## Given problem
Write out all of the lines below word for word, leaving out the picture.

## Record list
____________

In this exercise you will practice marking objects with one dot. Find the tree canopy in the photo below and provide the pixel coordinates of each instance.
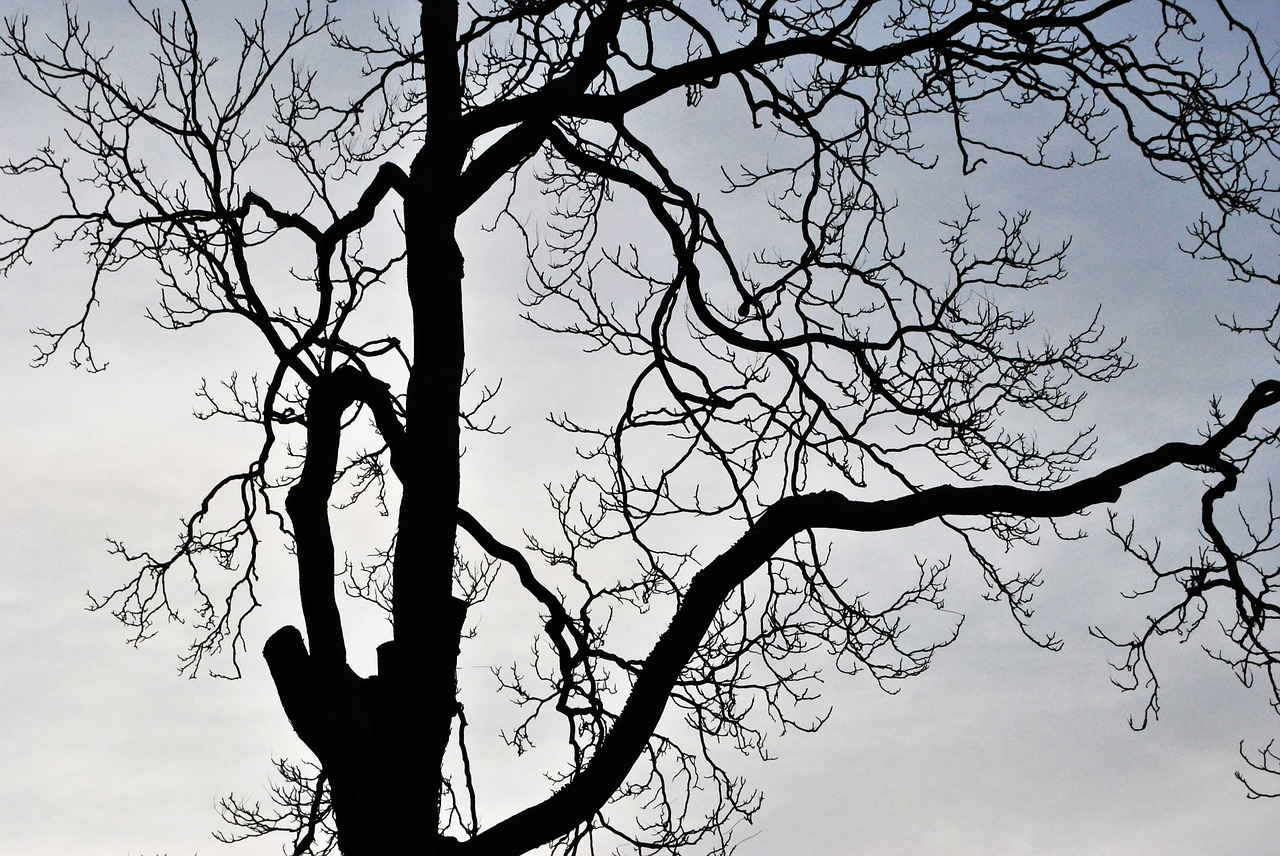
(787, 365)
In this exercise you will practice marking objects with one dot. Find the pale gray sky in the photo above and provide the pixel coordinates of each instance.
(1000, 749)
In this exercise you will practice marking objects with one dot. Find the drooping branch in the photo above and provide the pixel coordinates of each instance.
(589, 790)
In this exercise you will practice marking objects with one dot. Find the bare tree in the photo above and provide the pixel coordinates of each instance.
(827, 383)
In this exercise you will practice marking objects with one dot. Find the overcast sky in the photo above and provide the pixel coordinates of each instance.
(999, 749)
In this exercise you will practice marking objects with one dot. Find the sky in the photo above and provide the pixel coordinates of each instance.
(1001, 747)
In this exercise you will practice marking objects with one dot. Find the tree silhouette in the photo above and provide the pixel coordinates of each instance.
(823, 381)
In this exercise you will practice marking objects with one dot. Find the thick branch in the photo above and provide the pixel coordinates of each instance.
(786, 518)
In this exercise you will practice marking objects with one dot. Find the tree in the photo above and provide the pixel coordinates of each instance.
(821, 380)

____________

## Finished task
In this exercise you will practice marking objects with one dot. Find the tree canopy in the photo below and provide the pixel coordinates of each instance.
(787, 365)
In this exercise you will practice marking objects with one dot. Find the pale gray sky in the photo above and provide the pixel coordinates of each instance.
(1000, 749)
In this exercise you will practice marking objects with one dot. Find the drooping branch in the photo above and provide the pixel coordinates of each instance.
(589, 790)
In this exercise you will practice marking objects with one dot. Find the bare tree in the photo above and provide the pixel coordinates of each instance.
(827, 383)
In this exercise you will practice marking objects with one dot. Find the overcast sky in the photo above and provide the pixel coordinates of each instance.
(999, 749)
In this exercise you will practice marking objects with one dot. Find the sky in the photo above and provide the pixel coordinates of each instance.
(1001, 747)
In this exercise you will practice marking objects with one dot. Find the tree silhouette in the photo above and provide the pixel coordinates of each instance.
(823, 381)
In this exercise you will practice marking objects with one dot. Find the thick branch in the photo above and provide the pixel coordinates of each instance.
(786, 518)
In this exercise you will practice marking objects with one dot. Find the tree in the photo above and provide the pixel coordinates of each instance.
(821, 380)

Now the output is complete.